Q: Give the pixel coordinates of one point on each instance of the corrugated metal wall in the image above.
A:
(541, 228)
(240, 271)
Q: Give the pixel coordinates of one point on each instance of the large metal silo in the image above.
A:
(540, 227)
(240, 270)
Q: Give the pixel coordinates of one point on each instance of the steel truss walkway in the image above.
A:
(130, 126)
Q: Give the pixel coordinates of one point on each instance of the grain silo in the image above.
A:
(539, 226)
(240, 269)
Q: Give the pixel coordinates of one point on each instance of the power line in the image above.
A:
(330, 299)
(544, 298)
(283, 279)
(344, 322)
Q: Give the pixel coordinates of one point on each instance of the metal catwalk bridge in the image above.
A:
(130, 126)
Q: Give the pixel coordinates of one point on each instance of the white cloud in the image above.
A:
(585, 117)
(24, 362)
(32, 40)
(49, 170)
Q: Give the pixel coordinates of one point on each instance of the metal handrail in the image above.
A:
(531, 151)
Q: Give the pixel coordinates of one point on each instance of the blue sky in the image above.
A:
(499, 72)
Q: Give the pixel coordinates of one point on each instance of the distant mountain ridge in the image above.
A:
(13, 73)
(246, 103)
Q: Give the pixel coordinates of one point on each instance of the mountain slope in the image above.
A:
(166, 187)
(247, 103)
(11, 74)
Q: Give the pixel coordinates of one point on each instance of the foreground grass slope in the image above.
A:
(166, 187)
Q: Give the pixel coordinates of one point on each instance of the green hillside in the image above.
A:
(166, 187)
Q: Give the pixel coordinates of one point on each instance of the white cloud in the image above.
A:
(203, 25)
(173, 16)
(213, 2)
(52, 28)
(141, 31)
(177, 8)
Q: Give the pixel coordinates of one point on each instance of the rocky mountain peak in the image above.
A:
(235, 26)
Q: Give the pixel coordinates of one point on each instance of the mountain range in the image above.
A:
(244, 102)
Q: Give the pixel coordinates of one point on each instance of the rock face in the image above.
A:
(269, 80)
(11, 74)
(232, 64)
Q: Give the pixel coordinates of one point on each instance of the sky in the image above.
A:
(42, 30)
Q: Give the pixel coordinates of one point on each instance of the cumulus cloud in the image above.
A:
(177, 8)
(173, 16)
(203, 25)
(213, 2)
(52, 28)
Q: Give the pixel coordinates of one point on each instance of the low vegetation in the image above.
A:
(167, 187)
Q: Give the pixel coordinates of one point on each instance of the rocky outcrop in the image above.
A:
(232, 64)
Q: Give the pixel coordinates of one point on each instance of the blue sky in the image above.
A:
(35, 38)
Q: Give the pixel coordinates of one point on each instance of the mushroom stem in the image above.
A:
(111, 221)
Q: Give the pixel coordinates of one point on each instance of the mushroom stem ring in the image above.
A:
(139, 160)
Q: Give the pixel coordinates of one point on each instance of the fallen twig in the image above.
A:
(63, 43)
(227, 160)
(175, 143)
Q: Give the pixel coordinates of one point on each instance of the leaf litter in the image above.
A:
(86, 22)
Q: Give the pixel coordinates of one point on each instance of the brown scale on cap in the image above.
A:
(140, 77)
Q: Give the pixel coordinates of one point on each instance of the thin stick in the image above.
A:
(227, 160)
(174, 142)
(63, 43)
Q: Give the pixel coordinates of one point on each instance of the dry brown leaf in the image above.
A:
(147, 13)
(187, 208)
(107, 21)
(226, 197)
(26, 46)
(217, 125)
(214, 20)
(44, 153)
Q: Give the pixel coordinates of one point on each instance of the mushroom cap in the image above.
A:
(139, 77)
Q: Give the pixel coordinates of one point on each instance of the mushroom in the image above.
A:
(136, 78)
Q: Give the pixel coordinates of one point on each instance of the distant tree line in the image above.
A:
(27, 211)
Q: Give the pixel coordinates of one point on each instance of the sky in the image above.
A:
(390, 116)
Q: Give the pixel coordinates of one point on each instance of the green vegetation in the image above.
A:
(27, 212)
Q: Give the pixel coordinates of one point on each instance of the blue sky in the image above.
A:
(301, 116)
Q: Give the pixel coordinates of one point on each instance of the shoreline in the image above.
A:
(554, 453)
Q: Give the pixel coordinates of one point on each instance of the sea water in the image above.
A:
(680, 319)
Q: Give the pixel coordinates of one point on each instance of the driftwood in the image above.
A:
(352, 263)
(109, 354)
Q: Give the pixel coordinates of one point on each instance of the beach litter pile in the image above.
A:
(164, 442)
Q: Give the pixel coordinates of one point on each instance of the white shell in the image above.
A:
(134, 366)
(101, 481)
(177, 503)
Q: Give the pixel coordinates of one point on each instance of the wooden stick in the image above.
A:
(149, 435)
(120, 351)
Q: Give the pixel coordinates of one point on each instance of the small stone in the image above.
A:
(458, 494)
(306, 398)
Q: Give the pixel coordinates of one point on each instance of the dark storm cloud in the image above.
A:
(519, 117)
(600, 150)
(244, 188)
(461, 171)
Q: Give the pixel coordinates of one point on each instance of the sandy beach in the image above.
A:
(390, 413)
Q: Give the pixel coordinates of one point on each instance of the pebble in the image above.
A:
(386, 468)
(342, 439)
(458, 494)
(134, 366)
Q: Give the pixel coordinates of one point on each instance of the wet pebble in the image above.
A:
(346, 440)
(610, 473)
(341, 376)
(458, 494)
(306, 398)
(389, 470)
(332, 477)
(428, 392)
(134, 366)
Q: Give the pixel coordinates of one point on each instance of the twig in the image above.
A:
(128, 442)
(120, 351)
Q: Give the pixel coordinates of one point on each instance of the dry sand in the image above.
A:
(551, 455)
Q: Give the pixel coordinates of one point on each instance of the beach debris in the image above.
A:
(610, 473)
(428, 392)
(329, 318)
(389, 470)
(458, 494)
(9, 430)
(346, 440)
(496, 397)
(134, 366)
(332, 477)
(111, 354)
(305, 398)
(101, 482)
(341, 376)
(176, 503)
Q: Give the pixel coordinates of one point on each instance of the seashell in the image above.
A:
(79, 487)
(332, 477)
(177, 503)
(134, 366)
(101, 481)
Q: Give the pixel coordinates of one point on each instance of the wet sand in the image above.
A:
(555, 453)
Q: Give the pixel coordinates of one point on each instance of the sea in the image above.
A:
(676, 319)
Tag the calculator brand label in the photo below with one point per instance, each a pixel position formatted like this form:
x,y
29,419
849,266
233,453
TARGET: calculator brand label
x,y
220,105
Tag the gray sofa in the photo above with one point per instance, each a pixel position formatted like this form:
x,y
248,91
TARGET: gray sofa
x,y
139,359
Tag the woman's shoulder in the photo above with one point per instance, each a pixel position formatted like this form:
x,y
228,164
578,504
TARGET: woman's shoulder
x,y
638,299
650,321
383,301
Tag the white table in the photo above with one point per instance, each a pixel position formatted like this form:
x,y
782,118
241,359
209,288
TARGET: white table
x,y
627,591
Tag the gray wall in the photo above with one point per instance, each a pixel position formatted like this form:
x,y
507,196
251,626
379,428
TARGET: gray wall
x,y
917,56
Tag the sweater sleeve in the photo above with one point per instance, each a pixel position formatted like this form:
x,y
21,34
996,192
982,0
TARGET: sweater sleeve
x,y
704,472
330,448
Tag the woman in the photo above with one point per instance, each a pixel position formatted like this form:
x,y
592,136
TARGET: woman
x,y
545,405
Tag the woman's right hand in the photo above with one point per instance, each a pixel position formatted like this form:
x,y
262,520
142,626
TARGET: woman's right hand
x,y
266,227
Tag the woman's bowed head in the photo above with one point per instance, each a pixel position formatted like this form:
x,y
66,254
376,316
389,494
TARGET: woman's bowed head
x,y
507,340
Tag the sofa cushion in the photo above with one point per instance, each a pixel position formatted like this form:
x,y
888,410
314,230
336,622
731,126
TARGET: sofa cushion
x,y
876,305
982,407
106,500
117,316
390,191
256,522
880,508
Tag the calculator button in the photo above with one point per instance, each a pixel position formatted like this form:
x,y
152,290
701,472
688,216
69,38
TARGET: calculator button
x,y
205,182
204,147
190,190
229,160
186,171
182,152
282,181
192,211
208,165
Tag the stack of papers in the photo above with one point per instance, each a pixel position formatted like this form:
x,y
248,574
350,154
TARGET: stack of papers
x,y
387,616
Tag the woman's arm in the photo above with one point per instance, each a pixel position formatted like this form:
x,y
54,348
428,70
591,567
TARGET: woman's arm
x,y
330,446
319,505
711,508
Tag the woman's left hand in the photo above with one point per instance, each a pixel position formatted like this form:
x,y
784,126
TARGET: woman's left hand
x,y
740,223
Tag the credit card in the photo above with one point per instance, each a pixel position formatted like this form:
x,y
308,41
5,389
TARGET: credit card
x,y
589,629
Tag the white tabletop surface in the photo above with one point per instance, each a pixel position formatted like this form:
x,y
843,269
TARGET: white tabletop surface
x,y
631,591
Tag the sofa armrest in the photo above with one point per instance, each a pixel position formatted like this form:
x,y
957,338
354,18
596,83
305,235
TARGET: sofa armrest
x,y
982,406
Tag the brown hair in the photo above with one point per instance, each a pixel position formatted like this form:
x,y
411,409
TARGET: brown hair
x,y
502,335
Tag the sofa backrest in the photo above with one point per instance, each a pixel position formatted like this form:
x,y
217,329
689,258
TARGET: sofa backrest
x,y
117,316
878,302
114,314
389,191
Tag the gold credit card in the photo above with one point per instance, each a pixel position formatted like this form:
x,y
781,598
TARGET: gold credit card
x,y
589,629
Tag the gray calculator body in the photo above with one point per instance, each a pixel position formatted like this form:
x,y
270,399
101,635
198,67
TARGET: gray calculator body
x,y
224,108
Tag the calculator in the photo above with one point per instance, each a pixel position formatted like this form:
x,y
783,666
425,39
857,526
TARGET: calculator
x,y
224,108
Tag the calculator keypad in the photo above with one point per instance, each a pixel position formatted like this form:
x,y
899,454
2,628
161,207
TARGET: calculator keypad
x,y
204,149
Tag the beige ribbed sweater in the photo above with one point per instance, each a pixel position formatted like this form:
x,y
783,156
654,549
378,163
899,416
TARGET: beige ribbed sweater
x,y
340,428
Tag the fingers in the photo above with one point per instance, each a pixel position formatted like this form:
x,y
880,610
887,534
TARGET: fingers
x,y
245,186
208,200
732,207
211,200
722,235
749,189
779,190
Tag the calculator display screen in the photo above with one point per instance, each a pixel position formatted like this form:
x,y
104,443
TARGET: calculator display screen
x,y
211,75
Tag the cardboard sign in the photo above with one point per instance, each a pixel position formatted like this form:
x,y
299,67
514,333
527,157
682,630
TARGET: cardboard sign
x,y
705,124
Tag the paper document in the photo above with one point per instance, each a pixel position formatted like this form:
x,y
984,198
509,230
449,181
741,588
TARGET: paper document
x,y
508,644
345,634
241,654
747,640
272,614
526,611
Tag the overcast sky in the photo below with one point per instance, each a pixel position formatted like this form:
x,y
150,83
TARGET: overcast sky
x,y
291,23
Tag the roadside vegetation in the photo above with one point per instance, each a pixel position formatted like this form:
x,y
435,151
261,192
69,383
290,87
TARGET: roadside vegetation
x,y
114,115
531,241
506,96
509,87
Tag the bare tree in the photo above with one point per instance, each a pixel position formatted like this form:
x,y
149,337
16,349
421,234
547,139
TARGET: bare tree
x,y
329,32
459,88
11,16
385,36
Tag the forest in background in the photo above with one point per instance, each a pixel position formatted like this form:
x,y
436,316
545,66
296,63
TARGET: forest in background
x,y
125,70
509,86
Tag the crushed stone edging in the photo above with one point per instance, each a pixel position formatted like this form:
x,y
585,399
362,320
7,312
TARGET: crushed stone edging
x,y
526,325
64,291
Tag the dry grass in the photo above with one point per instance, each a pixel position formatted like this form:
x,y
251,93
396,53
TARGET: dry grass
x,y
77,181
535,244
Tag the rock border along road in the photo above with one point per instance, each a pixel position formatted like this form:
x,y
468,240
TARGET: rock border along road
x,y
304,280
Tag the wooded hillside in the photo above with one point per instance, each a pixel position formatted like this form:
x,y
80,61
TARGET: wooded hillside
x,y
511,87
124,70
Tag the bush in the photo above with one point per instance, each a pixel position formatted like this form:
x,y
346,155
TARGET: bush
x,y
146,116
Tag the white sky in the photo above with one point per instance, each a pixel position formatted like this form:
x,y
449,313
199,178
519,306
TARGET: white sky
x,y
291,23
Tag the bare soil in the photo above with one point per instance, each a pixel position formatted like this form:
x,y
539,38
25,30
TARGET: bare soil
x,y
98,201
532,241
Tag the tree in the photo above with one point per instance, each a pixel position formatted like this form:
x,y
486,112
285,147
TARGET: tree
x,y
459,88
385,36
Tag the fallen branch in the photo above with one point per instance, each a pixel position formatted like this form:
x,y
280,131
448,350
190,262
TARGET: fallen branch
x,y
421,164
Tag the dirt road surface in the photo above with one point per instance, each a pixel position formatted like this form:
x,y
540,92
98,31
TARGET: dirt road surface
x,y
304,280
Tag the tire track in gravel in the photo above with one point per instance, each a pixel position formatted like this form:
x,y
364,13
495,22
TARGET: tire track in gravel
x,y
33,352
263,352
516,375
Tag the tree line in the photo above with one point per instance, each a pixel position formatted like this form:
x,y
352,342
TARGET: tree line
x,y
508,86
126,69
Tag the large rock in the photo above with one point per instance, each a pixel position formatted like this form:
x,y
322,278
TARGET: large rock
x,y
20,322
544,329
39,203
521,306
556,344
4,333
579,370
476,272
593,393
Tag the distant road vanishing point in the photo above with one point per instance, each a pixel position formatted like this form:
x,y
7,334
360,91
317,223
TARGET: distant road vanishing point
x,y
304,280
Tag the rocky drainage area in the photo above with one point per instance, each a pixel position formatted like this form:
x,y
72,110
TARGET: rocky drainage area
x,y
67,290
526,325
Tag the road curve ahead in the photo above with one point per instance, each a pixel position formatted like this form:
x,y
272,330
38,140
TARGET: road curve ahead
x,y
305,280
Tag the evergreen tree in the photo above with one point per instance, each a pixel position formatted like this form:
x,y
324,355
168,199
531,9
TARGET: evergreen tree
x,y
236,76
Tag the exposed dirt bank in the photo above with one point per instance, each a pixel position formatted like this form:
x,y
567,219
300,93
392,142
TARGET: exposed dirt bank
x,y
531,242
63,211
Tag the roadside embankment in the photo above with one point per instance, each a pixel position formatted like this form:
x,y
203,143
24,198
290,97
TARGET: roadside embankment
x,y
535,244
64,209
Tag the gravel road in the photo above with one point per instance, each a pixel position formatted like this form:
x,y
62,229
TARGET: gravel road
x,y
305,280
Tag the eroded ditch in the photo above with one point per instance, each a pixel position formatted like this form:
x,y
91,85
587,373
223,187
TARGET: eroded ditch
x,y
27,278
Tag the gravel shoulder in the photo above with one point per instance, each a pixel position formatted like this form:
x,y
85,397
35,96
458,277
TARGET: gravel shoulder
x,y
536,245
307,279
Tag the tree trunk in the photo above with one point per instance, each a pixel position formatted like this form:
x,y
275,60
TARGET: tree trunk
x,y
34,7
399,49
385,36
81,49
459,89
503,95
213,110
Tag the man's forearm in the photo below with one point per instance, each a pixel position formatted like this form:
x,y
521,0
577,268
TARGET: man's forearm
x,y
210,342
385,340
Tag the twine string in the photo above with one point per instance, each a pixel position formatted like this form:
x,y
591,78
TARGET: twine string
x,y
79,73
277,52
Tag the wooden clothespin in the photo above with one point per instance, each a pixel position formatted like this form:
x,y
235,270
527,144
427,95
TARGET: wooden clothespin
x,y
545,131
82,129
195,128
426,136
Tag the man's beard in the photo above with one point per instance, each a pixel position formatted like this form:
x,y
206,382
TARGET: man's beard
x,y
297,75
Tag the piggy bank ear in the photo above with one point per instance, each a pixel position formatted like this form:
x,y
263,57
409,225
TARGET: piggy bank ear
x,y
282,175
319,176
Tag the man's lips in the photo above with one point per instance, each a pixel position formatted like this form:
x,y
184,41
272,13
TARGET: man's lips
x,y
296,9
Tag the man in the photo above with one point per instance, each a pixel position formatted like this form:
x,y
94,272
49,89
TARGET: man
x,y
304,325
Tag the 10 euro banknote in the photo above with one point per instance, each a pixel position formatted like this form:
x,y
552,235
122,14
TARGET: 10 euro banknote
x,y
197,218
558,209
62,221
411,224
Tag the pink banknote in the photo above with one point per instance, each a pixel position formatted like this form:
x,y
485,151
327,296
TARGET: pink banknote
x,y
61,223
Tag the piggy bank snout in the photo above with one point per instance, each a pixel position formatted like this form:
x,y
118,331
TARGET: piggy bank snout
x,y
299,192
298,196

+---+

Write out again, unchanged, every line from the line containing "Tag the wooden" to the final line of the material above.

Tag the wooden clothespin in the photo above with one point per instance, each a pixel position formatted like this form:
x,y
235,270
527,144
427,95
TARGET: wooden clothespin
x,y
545,131
82,129
195,128
426,136
Tag the man's beard in the photo above with one point per instance, each a pixel position formatted like this form:
x,y
206,382
TARGET: man's beard
x,y
297,75
Tag the piggy bank ear in the photo above with one point per instance, each a pixel position formatted like this form:
x,y
263,57
409,225
TARGET: piggy bank ear
x,y
282,175
319,176
Tag the man's lips in the photo above with one point per instance, each a pixel position formatted like this form:
x,y
184,41
272,13
TARGET: man's lips
x,y
296,9
Tag the man in the photo above with one point per instance, each a pixel position formatted like this form:
x,y
94,272
49,89
TARGET: man
x,y
304,325
Tag the 10 euro banknote in the photo above with one point per instance, each a pixel position formatted like this form:
x,y
552,235
122,14
TARGET: 10 euro banknote
x,y
197,218
558,209
62,221
411,224
Tag the pink banknote in the photo above with one point per instance, each a pixel position formatted like this form:
x,y
485,151
327,296
TARGET: pink banknote
x,y
61,223
Tag the piggy bank snout in the photo above with one point per instance, each a pixel position formatted like this form:
x,y
118,331
TARGET: piggy bank snout
x,y
299,192
298,196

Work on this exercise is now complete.